- _SOURCE EXTRACT_:
Docker (Single Instance)
The simplest production deployment uses a single Docker container with embedded Redis:
docker run -d \
-p 8080:8080 \
-e AUXOT_ADMIN_KEY_HASH=argon2id\$... \
-e AUXOT_API_KEY_HASH=argon2id\$... \
--name auxot-router \
ghcr.io/auxothq/auxot-router:latest
The auxot-router image is ~10 MB — it uses FROM scratch with no OS layer.
To generate the key hashes before deploying:
docker run --rm ghcr.io/auxothq/auxot-router:latest setup
Fly.io
The router fits comfortably on Fly.io’s free tier (256 MB RAM). Generate secrets in Fly format:
auxot-router setup --fly
# Output: fly secrets set AUXOT_ADMIN_KEY_HASH=... AUXOT_API_KEY_HASH=...
Then deploy:
fly launch --image ghcr.io/auxothq/auxot-router:latest
fly secrets set AUXOT_ADMIN_KEY_HASH=... AUXOT_API_KEY_HASH=...
fly deploy
Bare Metal
# Download and set up
curl -Lo auxot-router https://github.com/auxothq/auxot/releases/latest/download/auxot-router-$(uname -s)-$(uname -m)
chmod +x auxot-router
./auxot-router setup --write-env
source .env
./auxot-router
Multi-Instance Scaling
To run multiple router instances behind a load balancer, point all instances at the same external Redis:
AUXOT_REDIS_URL=redis://redis-host:6379 ./auxot-router
Workers connect to any router instance — jobs are coordinated through Redis.
Docker — Worker (GPU or CLI)

- _TASK INSTRUCTIONS_:
1/ According to the auxot-router deployment guide, how large is the auxot-router image?
2/ Write a continuation of the auxot-router deployment guide, starting after its final heading.
These records are separate material and are not part of the auxot-router deployment guide.

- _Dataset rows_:

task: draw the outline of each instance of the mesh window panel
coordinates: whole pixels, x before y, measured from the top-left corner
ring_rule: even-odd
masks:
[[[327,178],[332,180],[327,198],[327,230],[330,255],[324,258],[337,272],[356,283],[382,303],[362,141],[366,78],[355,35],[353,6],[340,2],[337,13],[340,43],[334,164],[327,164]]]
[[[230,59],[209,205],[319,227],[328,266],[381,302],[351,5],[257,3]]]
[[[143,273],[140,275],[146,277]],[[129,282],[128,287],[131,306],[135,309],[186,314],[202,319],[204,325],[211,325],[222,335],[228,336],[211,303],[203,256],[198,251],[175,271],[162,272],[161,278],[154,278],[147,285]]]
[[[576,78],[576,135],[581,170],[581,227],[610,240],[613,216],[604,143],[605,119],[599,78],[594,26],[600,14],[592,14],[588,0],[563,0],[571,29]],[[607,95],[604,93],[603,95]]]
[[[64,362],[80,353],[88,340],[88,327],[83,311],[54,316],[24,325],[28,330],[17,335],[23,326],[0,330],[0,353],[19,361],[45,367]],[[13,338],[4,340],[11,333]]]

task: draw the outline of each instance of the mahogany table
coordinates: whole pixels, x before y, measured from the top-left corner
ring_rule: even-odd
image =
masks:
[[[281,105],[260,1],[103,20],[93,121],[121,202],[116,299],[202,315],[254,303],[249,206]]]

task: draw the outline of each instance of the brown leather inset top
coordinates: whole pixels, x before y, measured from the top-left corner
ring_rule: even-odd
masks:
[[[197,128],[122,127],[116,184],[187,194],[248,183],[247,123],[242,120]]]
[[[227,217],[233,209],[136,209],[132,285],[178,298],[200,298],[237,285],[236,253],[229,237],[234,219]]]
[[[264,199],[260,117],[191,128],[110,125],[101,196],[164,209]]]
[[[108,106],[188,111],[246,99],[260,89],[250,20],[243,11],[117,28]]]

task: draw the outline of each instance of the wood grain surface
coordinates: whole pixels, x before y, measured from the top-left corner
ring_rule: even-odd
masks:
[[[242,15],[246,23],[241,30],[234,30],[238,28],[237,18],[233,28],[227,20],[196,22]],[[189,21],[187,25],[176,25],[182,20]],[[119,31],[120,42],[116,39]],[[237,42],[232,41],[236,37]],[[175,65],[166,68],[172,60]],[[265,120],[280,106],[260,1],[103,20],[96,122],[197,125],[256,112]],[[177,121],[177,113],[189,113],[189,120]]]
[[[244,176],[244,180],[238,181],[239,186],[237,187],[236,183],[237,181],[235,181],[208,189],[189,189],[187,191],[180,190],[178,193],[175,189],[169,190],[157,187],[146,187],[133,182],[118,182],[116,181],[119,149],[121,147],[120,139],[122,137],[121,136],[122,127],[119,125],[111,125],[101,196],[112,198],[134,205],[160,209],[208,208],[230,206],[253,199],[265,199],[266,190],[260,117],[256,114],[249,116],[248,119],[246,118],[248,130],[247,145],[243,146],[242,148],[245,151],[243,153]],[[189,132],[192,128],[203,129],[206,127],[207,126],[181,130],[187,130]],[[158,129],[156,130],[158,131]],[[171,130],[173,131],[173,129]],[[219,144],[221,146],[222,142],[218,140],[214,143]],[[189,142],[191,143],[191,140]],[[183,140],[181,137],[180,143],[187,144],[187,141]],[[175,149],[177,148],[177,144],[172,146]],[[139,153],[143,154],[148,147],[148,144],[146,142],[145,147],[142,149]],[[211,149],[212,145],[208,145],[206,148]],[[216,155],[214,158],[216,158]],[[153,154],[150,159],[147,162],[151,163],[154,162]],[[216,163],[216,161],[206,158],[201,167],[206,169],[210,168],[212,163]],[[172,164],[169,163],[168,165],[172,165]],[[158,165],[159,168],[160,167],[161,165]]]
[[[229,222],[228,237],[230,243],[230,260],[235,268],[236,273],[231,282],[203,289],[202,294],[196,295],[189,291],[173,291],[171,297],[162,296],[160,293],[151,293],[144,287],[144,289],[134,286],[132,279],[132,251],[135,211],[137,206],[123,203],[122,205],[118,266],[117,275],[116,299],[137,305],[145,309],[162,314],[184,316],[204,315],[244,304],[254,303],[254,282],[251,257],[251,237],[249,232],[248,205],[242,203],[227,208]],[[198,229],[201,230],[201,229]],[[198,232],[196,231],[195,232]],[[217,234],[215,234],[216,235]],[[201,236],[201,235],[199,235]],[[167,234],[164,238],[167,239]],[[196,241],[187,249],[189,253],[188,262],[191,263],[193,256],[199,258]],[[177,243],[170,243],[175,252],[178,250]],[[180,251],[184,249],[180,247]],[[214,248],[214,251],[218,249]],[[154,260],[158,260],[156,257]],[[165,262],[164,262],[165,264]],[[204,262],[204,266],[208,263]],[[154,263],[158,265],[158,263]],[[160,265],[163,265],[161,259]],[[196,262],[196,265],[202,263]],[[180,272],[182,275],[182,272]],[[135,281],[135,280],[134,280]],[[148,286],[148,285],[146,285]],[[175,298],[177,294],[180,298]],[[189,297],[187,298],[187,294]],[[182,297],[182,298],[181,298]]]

- _ANSWERS TO EACH TASK_:
1/ About 10 MB.

2/
Run a GPU or CLI worker alongside the router:
docker run -d \
-e AUXOT_GPU_KEY=adm_xxx \
-e AUXOT_ROUTER_URL=router:8080 \
-e ANTHROPIC_API_KEY=sk-ant-... \
-v auxot-models:/home/nonroot/.auxot \
--name auxot-worker \
ghcr.io/auxothq/auxot-worker:latest
The volume mount persists downloaded models and llama.cpp binaries across container restarts. ANTHROPIC_API_KEY is only required when the router assigns this worker to CLI mode.
Docker — Agent
Run an autonomous agent worker:
docker run -d \
-e AUXOT_AGENT_KEY=agnt.abc123... \
-e AUXOT_ROUTER_URL=your-auxot-instance.com \
-v /your/agent-workspace:/home/agent \
--name auxot-agent \
ghcr.io/auxothq/auxot-agent:latest
If /home/agent/SOUL.md is missing, the worker still starts: it connects in bootstrap mode with instructions to interview you and then Write a real SOUL.md. Optional: run npx @open-gitagent/gitagent init on the host workspace for a fuller gitagent layout before bind-mounting. Bind-mount a host directory to persist the workspace across restarts.
Worker Daemon Install
Install a GPU worker as a persistent system service:
# Linux (systemd) or macOS (launchd)
./auxot-worker install \
--name qwen \
--gpu-key adm_xxx \
--router-url router:8080
The daemon auto-restarts on crash and starts on system boot.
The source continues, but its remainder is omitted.